For my first 20-plus years as a long-term care psychologist, I arrived on the job wearing not just clothes, but outfits. I chose garb that contributed to the sense of “expertness, attractiveness, and trustworthiness” that psychologists were supposed to engender in their patients.
Sometimes I wore pantsuits or dresses, more often skirts or slacks with coordinating sweaters, jewelry, and eye shadow. Pumps or heeled boots in the winter, open-back wedges in the summer. In my mind, I had an obligation to the residents to be a mini-fashion show, a break from the monotony of uniforms. I was fancy.
Then came the pandemic.
The surgical masks arrived, then the surge, followed by N95s, face shields, and clothing that could be immediately stripped, bagged, and tossed in the wash after every wear.
Heels became absurd. Outfits? In the middle of a pandemic? No.

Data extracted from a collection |

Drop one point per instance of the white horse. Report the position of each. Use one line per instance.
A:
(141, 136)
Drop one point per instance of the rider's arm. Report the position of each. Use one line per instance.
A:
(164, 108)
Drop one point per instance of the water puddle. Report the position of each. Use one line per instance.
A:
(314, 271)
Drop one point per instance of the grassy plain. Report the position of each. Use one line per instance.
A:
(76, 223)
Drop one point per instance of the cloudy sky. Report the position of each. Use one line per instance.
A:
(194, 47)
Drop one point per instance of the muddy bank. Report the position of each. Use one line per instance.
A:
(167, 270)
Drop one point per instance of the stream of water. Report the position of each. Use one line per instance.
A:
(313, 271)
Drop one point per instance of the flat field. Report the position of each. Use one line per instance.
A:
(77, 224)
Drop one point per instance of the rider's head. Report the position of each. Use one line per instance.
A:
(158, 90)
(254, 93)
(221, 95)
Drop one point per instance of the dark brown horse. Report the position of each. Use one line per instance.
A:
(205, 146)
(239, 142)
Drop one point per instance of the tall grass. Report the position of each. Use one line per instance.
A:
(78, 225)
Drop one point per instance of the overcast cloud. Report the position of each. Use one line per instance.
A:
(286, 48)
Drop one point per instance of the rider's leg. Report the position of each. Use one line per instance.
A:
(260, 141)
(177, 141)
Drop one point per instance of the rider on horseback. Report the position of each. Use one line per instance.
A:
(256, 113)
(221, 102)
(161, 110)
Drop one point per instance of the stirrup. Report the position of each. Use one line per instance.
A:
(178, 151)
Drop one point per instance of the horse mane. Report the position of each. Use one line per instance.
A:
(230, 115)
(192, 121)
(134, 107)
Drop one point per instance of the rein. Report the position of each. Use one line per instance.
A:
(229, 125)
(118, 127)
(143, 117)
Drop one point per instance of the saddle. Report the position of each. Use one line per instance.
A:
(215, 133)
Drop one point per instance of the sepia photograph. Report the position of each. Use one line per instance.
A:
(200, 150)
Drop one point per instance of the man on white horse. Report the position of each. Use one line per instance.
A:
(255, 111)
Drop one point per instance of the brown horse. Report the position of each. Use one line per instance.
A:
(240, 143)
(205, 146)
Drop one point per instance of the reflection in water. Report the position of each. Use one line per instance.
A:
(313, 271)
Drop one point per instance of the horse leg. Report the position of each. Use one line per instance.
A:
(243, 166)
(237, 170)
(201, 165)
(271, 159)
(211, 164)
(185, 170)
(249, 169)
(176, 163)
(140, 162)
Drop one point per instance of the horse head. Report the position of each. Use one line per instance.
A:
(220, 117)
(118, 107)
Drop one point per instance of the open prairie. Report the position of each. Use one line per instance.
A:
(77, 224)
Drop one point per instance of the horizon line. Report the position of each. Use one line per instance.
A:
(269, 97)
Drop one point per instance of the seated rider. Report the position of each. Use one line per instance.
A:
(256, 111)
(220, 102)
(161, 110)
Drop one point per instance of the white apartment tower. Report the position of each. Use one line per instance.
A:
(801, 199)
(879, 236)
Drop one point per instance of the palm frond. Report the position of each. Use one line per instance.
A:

Exercises |
(1) Answer these questions from the essay on a psychologist's work clothes:
(a) For how many years did the writer arrive on the job wearing outfits?
(b) What footwear did the writer wear in the summer?
(c) What arrived after the surge?
(2) Write the next few sentences of the essay on a psychologist's work clothes, picking up after its final line.

Answers in order |
(1)
(a) For the first 20-plus years as a long-term care psychologist.
(b) Open-back wedges.
(c) N95s, face shields, and clothing that could be immediately stripped, bagged, and tossed in the wash after every wear.

(2)
At first, I wore hideous sneakers I found in the back of the closet from when I used to go to the gym before starting a family. Then I switched to blue clogs.
Did you hear the angels sing when I mentioned the blue clogs or was that just me? It was the angels lauding the comfort of clogs over heeled shoes.
I wore pants I didn’t care about much and ordered my first pair of scrubs online. They were a bit large, but they had pockets, lots of pockets. Angels sing about pockets too.
It was a miserable time in the nursing home. I added a signature flashy disco hat to combat the misery and to distinguish myself from coworkers who were equally enveloped in PPE.